## 任务要求:
(a) 请改写这篇关于均匀随机采样的文章中从“random_surface2”到“算法就是根据上面的方程，找到$x=f(r)$，然后生成随机的r，进而就找到x了。”的部分（含首尾），把其中的“算法”换成“方法”。
(b) 在这篇关于均匀随机采样的文章里，曲线上的均匀随机被定义为什么？
(c) 根据这篇关于均匀随机采样的文章，判断下列说法是否成立。每项回答“是”或“否”，并原样引用文中起决定作用的语句：
(i) 维度为1的曲线上的均匀分布，就是一般所说的均匀分布。
(ii) 以阿基米德螺旋线为例，求解其方程很容易。
(iii) 曲面上的均匀随机被定义为沿着曲面面积均匀采样。

## 文档段落:
- - -
【探索】曲面上均匀随机采样

描述

在随机模拟实验中，在一个给定的曲面上生成均匀随机点是一个常见的需求。
但是还没发现有太好通用的算法，这里进行一些探索。

定义

我们把问题分解成两个：

在n维空间（n>=2）上的一条曲线上生成均匀随机点
在n维空间（n>=3）上的一条曲面上生成均匀随机点

何为随机？

我们已经知道 同余发生器 或者 混沌迭代式 都可以生成伪随机数，这里的随机的定义保持一致。

何为均匀随机？

我们把均匀随机定义为某种度量上的随机：

把曲线上的均匀随机，定义为沿着曲线的长度均匀随机采样。
把曲面上的均匀随机，定义为沿着曲面上的面积均匀采样。

下面这个就不能定义为均匀随机采样 random_surface1

（不是我们要的结果）

为何不涉及其它维度？

因为都是已经解决的问题。

维度为1的曲线上的均匀分布，实际上就是一般说的均匀分布 np.random.rand() 已经有大量的讨论了。

维度为2的曲面上的均匀分布，实际上就是平面上某一块区域，以二维圆面为例，算法如下：

def random_surface():
    while True:
        x, y = np.random.rand(2) * 2 - 1
        if x ** 2 + y ** 2 <= 1:
            return x, y


sample = np.array([random_surface() for i in range(1000)])
plt.plot(sample[:, 0], sample[:, 1], '.')

random_surface2

曲线上的均匀随机

假设曲线的表示是:
$x=\phi(t),y=\psi(t), t\in [a,b]$

第一类曲线积分 $\int_{a}^{b} ds$ 就是曲线的长度，
我们找到x，使得 $\dfrac{\int_{a}^{x} ds}{\int_{a}^{b} ds}=r$，其中$r\in[0,1]$
也就是$\dfrac{\int_{a}^{x} \sqrt{x’^2+y’^2} dt}{\int_{a}^{b} \sqrt{x’^2+y’^2} dt}=r, r\in[0,1]$

算法就是根据上面的方程，找到$x=f(r)$，然后生成随机的r，进而就找到x了。

案例：圆

$x=\cos t+1,y=\sin t, t\in [0,\pi]$
$\int_0^t ds = \int_0^t \sqrt{x’^2+y’^2} dt= t$

方程是 $t/\pi =r$

代码就有了：

def random_surface():
    r = np.random.rand()
    t = r * np.pi
    x, y = np.cos(t) + 1, np.sin(t)
    return x, y


sample = np.array([random_surface() for i in range(200)])
plt.plot(sample[:, 0], sample[:, 1], '.')

random_surface3

（是随机采样，所以看起来不均匀，但实际上是均匀的）

缺点与方案2

以阿基米德螺旋线$x=t\cos t, y=t\sin t$为例，
$\int_0^t ds = \int_0^t \sqrt{x’^2+y’^2} dt$
$= \int_0^t \sqrt{1+t^2}dt$
$=t/2\sqrt{1+t^2}+1/2 \ln (t+\sqrt{1+t^2})$

求积分那一步就已经有点计算量了，
解方程 $t/2\sqrt{1+t^2}+1/2 \ln (t+\sqrt{1+t^2})=r$ 更是几乎不可能。
因此必须找到一个数值方法。
- - -
## 所给资料:
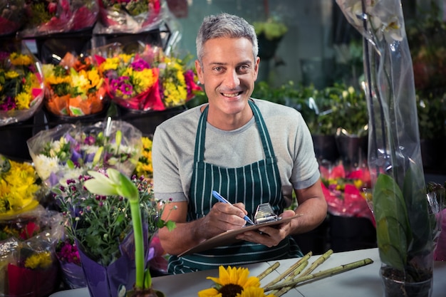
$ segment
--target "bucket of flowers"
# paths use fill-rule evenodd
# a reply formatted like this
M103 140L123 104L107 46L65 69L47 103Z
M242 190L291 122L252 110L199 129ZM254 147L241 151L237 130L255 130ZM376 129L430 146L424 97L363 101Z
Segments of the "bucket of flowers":
M79 248L90 296L152 292L150 244L159 228L175 223L160 219L165 202L155 199L147 180L113 168L90 170L54 193L68 219L66 234Z
M95 33L137 33L156 28L164 19L161 0L101 0Z
M31 118L43 100L41 63L25 43L0 46L0 126Z
M108 98L104 80L89 56L67 53L58 65L43 64L45 107L60 122L102 115Z
M22 37L43 36L93 28L98 19L96 0L33 0L24 4Z
M46 296L58 285L53 251L63 218L39 204L41 191L31 164L0 155L0 292L6 296Z
M131 174L141 152L141 137L132 125L109 118L93 125L59 125L40 131L27 144L39 177L51 189L100 167Z
M124 53L120 45L109 44L95 55L111 100L128 112L160 111L183 105L201 88L185 59L165 54L146 45L139 53Z

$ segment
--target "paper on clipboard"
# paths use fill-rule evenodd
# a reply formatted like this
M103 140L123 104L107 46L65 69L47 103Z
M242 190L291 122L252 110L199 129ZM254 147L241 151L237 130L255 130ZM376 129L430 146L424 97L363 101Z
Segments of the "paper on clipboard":
M189 255L190 254L194 254L194 253L198 253L200 251L203 251L207 249L214 248L216 246L220 246L223 245L227 246L227 245L234 244L235 242L239 241L239 240L235 239L235 237L238 234L246 232L247 231L257 230L259 228L262 227L262 226L278 225L278 224L291 221L291 219L295 219L298 217L301 217L301 216L302 216L302 214L296 214L294 217L288 217L285 219L281 219L277 221L271 221L271 222L268 222L266 223L256 224L255 225L247 226L243 228L238 229L237 230L227 231L226 232L219 234L212 238L210 238L207 240L205 240L201 244L179 254L178 256L186 256L186 255Z

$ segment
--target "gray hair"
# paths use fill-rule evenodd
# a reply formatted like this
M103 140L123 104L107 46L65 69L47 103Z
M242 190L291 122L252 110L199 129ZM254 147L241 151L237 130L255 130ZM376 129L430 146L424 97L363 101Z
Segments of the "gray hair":
M245 38L252 43L252 54L254 58L259 54L259 43L254 26L244 19L223 13L206 16L199 27L195 43L197 57L200 65L204 54L203 46L206 41L220 37Z

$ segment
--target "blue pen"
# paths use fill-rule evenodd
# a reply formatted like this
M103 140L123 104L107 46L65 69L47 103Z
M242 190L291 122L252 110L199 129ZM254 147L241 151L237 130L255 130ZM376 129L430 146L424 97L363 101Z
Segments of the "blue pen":
M217 192L217 191L212 191L212 195L217 198L217 199L218 201L219 201L220 202L223 202L223 203L227 203L228 204L231 204L231 202L229 202L229 201L227 201L226 199L224 199L224 197L222 195L220 195L220 194ZM232 204L231 204L232 205ZM254 222L251 220L251 219L249 219L249 217L245 215L244 217L244 220L247 221L248 223L251 224L251 225L254 225Z

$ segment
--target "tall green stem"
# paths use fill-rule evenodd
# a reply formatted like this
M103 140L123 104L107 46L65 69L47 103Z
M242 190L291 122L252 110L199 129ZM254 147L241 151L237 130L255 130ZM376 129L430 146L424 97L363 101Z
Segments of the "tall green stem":
M144 288L144 242L142 239L142 221L138 200L130 200L130 212L133 224L133 236L135 238L135 266L136 277L135 281L135 288ZM151 281L150 281L151 282ZM149 285L151 283L149 283ZM150 286L149 286L150 287Z

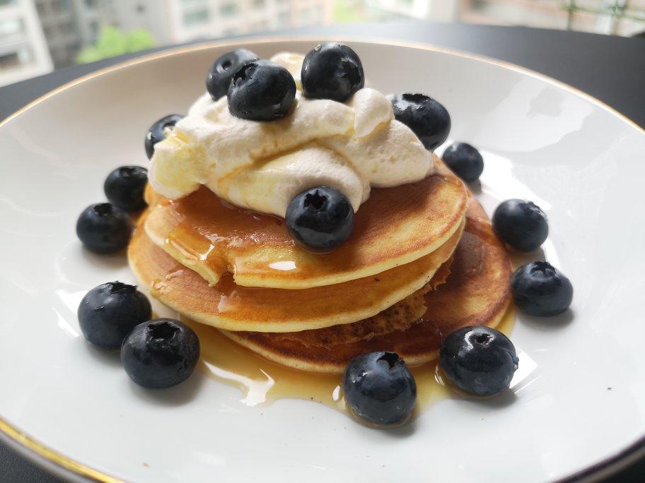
- - -
## 最终答案:
(a)
random_surface2

曲线上的均匀随机

假设曲线的表示是:
$x=\phi(t),y=\psi(t), t\in [a,b]$

第一类曲线积分 $\int_{a}^{b} ds$ 就是曲线的长度，
我们找到x，使得 $\dfrac{\int_{a}^{x} ds}{\int_{a}^{b} ds}=r$，其中$r\in[0,1]$
也就是$\dfrac{\int_{a}^{x} \sqrt{x’^2+y’^2} dt}{\int_{a}^{b} \sqrt{x’^2+y’^2} dt}=r, r\in[0,1]$

方法就是根据上面的方程，找到$x=f(r)$，然后生成随机的r，进而就找到x了。

(b) 沿着曲线的长度均匀随机采样。

(c)
(i) 是。“维度为1的曲线上的均匀分布，实际上就是一般说的均匀分布”
(ii) 否。“解方程 $t/2\sqrt{1+t^2}+1/2 \ln (t+\sqrt{1+t^2})=r$ 更是几乎不可能。”
(iii) 是。“把曲面上的均匀随机，定义为沿着曲面上的面积均匀采样。”